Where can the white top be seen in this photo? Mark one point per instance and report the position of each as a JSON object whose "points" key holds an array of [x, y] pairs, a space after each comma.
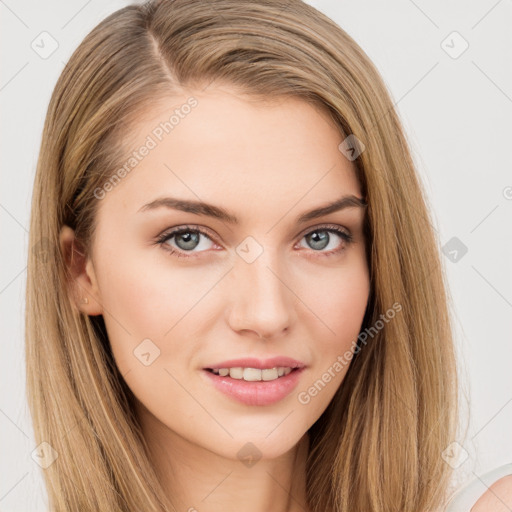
{"points": [[464, 499]]}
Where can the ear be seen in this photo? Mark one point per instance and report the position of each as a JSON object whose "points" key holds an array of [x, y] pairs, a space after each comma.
{"points": [[82, 284]]}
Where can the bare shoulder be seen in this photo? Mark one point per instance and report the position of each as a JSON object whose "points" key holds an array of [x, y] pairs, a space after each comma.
{"points": [[498, 498]]}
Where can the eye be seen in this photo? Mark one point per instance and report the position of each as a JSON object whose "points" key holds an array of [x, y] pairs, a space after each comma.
{"points": [[321, 238], [185, 239]]}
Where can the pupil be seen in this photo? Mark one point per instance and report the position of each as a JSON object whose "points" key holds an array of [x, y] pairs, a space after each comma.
{"points": [[323, 240], [190, 240]]}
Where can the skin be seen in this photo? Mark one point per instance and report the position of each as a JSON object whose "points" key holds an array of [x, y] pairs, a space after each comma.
{"points": [[266, 163]]}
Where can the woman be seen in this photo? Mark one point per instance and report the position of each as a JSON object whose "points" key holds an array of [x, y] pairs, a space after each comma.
{"points": [[243, 303]]}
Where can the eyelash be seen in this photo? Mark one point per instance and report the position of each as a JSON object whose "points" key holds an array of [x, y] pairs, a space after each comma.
{"points": [[164, 237]]}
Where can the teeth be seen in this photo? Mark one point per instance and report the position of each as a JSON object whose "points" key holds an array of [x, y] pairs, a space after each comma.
{"points": [[253, 374]]}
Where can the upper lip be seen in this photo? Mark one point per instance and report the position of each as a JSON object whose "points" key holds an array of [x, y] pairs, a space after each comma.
{"points": [[252, 362]]}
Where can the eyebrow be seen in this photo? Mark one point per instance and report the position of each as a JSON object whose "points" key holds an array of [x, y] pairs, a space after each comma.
{"points": [[217, 212]]}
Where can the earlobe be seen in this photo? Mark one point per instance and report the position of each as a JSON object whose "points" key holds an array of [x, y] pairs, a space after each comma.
{"points": [[82, 283]]}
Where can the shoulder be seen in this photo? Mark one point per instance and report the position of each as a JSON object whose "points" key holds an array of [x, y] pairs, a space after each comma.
{"points": [[497, 498]]}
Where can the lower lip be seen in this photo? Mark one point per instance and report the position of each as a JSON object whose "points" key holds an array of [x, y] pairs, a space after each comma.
{"points": [[259, 392]]}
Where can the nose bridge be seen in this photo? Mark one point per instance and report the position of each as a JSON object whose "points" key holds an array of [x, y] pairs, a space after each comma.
{"points": [[261, 300]]}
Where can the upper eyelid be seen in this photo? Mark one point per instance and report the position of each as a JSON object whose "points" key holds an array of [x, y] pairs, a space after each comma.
{"points": [[207, 232]]}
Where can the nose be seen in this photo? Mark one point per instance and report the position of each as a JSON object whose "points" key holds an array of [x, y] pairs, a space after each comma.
{"points": [[262, 300]]}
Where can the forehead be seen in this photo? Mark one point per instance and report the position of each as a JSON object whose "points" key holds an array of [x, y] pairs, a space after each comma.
{"points": [[220, 145]]}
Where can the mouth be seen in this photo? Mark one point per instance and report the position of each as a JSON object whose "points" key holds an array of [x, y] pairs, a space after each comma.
{"points": [[253, 374], [254, 386]]}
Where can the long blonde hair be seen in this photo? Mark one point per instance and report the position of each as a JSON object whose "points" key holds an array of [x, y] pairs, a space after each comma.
{"points": [[378, 445]]}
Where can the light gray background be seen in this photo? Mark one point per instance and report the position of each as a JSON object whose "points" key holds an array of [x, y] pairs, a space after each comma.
{"points": [[457, 115]]}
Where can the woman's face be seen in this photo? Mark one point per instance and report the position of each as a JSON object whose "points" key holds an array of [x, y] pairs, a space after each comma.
{"points": [[267, 286]]}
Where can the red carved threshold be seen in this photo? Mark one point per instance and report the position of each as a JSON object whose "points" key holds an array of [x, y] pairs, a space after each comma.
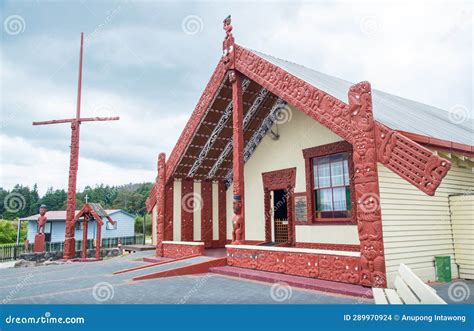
{"points": [[333, 247], [337, 268], [295, 281], [177, 251], [196, 268]]}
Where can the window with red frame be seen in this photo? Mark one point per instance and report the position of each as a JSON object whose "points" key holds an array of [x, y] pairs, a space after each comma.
{"points": [[331, 188]]}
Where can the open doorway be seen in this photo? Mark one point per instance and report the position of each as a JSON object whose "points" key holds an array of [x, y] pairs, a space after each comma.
{"points": [[280, 216]]}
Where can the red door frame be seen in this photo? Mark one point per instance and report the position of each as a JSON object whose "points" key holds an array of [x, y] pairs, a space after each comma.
{"points": [[284, 179]]}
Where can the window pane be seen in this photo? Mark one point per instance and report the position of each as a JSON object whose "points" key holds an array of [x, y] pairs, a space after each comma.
{"points": [[315, 174], [324, 175], [348, 197], [325, 200], [346, 173], [337, 173], [339, 195], [336, 157]]}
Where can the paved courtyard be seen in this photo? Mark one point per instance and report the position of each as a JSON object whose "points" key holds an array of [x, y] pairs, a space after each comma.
{"points": [[93, 282]]}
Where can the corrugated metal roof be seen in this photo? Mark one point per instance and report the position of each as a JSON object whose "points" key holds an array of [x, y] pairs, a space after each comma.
{"points": [[395, 112], [60, 215]]}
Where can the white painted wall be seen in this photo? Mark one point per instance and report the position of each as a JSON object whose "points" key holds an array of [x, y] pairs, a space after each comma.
{"points": [[417, 227], [177, 210], [298, 133], [197, 211], [462, 222], [215, 211]]}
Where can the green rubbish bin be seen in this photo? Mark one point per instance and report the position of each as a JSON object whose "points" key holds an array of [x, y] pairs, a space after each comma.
{"points": [[443, 268]]}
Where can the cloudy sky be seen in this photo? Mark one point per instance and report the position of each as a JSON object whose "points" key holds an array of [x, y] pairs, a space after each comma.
{"points": [[148, 62]]}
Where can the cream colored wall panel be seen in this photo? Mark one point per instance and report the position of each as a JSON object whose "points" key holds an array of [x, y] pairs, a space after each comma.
{"points": [[197, 211], [215, 211], [177, 210], [229, 212], [406, 209], [295, 135], [462, 218]]}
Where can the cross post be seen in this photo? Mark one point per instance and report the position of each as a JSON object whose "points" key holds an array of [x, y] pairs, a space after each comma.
{"points": [[69, 241]]}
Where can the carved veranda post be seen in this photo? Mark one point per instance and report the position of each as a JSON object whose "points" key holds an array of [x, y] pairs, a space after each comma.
{"points": [[160, 200], [238, 235], [369, 217]]}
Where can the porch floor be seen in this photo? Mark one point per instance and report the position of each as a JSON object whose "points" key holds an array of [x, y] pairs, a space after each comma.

########

> **Given problem**:
Leave the images out and output the remaining material exactly as it stands.

> **Solution to the problem**:
Where can the white top be seen in this photo? Mark one point per instance and report the position of each as a JSON object whose "points" key holds an array of [x, y] pairs, a space after each comma.
{"points": [[464, 499]]}
Where can the ear be seen in this photo? Mark one point per instance and report the position of each as a JSON object whose "points" key holds an array of [x, y] pairs, a space after each comma.
{"points": [[82, 284]]}
Where can the bare shoulder be seen in this photo? Mark one point per instance and report the position of each as a JSON object whose "points" key holds an array of [x, y] pairs, a space after each comma.
{"points": [[498, 498]]}
Where can the eye be seen in this photo? Mark one point per instance and report the position of each as a JSON object whose "points" key holds an array of [x, y] pairs, a space after each comma.
{"points": [[321, 238], [185, 239]]}
Where can the pupil be seen in this photo? Mark one point per instance and report the position of each as a JSON object whose "points" key holds an array of [x, y] pairs, a space after each comma.
{"points": [[323, 240], [190, 240]]}
Where can the skin be seen in this photo? Mark one point per instance and report the position of each as a JSON object whose "points" key holds an array of [x, y] pairs, a space after each comma.
{"points": [[266, 163]]}
Where can the woman be seen in this photo? Mark one point per instance and report the position of each as a JSON object whose "points" key holds an array of [x, y] pairs, a space after each comma.
{"points": [[243, 303]]}
Where can the eyelash be seen in this photo? Mark one point per instance and report the position of each as a JSON object whose "points" key holds an array of [x, y] pairs, a space after each comma.
{"points": [[164, 237]]}
Where can the teeth be seen in this photo? Mark one point per instance and report the position of each as a JSON object whose "points" key holds an array of [x, y] pairs, a space after each comma.
{"points": [[253, 374]]}
Where can the upper lip be seen in this photo? Mark one point per instance and report the position of each as a JSON object whose "points" key holds an array of [x, y] pairs, a space after each comma.
{"points": [[252, 362]]}
Where can the eyebrow be seen in this photo? Mark one point per instance and report the position of each as a JSON object whose "points" key holds an array of [x, y] pairs, a space after each comma.
{"points": [[217, 212]]}
Where can the earlobe be seen in this photo? Mark one point per instance and report the position of each as a JSON object whose "points" key holds an array of [x, y] pairs, a space after each comma.
{"points": [[82, 283]]}
Where can the shoulder be seen in this photo? Mark one point per instance and report the position of each as a JSON object whose "points" key holds an array of [x, y] pairs, a space after each comma.
{"points": [[497, 498]]}
Where can the lower lip be seen in this photo? Mark one point per instance and report the position of each as a JSON object whose "points" key holds an array of [x, y] pairs, a space after each comma.
{"points": [[259, 392]]}
Where can the nose bridge be seen in this photo? Mark one point per instance and report the position of each as a JSON object whose "points" key holds an array of [x, y] pairs, a space after each comma.
{"points": [[261, 300]]}
Where can the upper eyelid be seen in this photo? Mark one point per instance and report the position of each as a JSON object whose "points" key holds an array of [x, y] pairs, a space after each comma.
{"points": [[207, 232]]}
Where can the nose be seen in this photo? Mark one point per instance and report the position of each as a JSON object whose "points" key holds an array of [x, y] pairs, a space after each comma.
{"points": [[262, 300]]}
Where can the forehead be seen in this photo? Mark one point per instance and report the position of each as a JSON object whose "points" key holds an array of [x, y] pairs, a space after each comma.
{"points": [[220, 145]]}
Where can the mouth be seen in this photo? Mark one point per instance and report the position of each as a JSON object whose "points" key holds an array of [x, y] pairs, a space after each comma.
{"points": [[253, 374], [254, 386]]}
Where can the long blonde hair be seen in this photo? Mark one point per instance and report the position of each as a JSON object whose "points" key holds an array of [x, y] pairs, a space after each comma.
{"points": [[378, 445]]}
Where can the light gray background be seen in this photo? Mark one point per instance and report the position of each as a JSON object whose "points" key holds an array of [x, y] pairs, a space after each comma.
{"points": [[457, 115]]}
Where can the woman's face be seen in this photo? Mark one point per instance and report the position of each as a JSON object whose "points" key holds an array of [x, y] pairs, a space after each comma.
{"points": [[267, 286]]}
Where can the red carved threshold be seen in this photo? Mark one point per instance and report the position of each as a JSON object whose "points" key holds an array of [x, y] pairs, a space after each comma.
{"points": [[333, 247], [337, 268], [295, 281], [177, 251], [196, 268]]}
Where can the window with red frame be seen in this photo? Mark one point per instance and report the position of each as a JSON object whose "points" key holds an array of [x, y] pairs, a space after each comma.
{"points": [[331, 188]]}
Where can the open doorway be seen in this photo? Mark one point per instance and report the position of each as a JSON object whose "points" key holds an array of [x, y] pairs, a space after each comma.
{"points": [[280, 216]]}
Where can the red door frame be seen in this photo? Mark one point per instance and report the position of each as a JSON object whose "points" key holds an array of [x, y] pairs, a space after each comma.
{"points": [[284, 179]]}
Where can the window pane be seen in this photo? Mark one point per instance and report the position of each as a JSON object whose "points" key holds an array of [x, y] pairs, a space after each comma.
{"points": [[315, 174], [324, 175], [348, 197], [325, 200], [346, 173], [337, 173], [339, 195], [336, 157]]}
Where can the paved courtyard be seen in this photo? Mark one point per instance and report the position of each as a JSON object whose "points" key holds an array of [x, y] pairs, a space after each comma.
{"points": [[93, 282]]}
Where can the corrugated metal roof be seen in this photo? Mark one point per instance and report the position of each as a JSON object whose "points" key holds an array of [x, y] pairs, a space after each comma.
{"points": [[395, 112], [60, 215]]}
Where can the white painted wall be seen in this photo? Mark one point per instance and report the position of each as a JSON object whose "points" key holds an array of [x, y] pairs, a space after each comma.
{"points": [[417, 227], [177, 210], [298, 133], [197, 211], [462, 222], [215, 211]]}
Where can the green rubbish bin be seen in this photo? Mark one point per instance and report the position of each as a JSON object whose "points" key holds an array of [x, y] pairs, a space after each comma.
{"points": [[443, 268]]}
Where can the cloudy sky be seen in this photo? Mark one point per instance and report the position of each as a JSON object whose "points" key holds an array of [x, y] pairs, a space after each comma.
{"points": [[148, 62]]}
Where can the cream colored wall panel be seen in this photo? Mark one point per instance and report the position of each as a JSON object whose "points" key holds an array of [x, y] pairs, a space after each comma.
{"points": [[197, 211], [215, 211], [177, 210], [229, 212], [406, 209], [295, 135], [462, 218]]}
Where can the cross post be seen in this photo? Mark one point per instance and report the position of each as a JSON object whose "points" key holds an array of [x, y] pairs, a space after each comma.
{"points": [[69, 241]]}
Where can the carved veranda post be seen in this photo? Mark one point per instance and report the position of each as a JSON object whose "points" key holds an array of [x, y] pairs, a space after each comma.
{"points": [[160, 200], [238, 235], [369, 217]]}
Where can the porch floor be seen in this photo? Mark one point per instance and report the position of each as a JSON object whose "points" key holds an array of [x, y] pairs, a space after each comma.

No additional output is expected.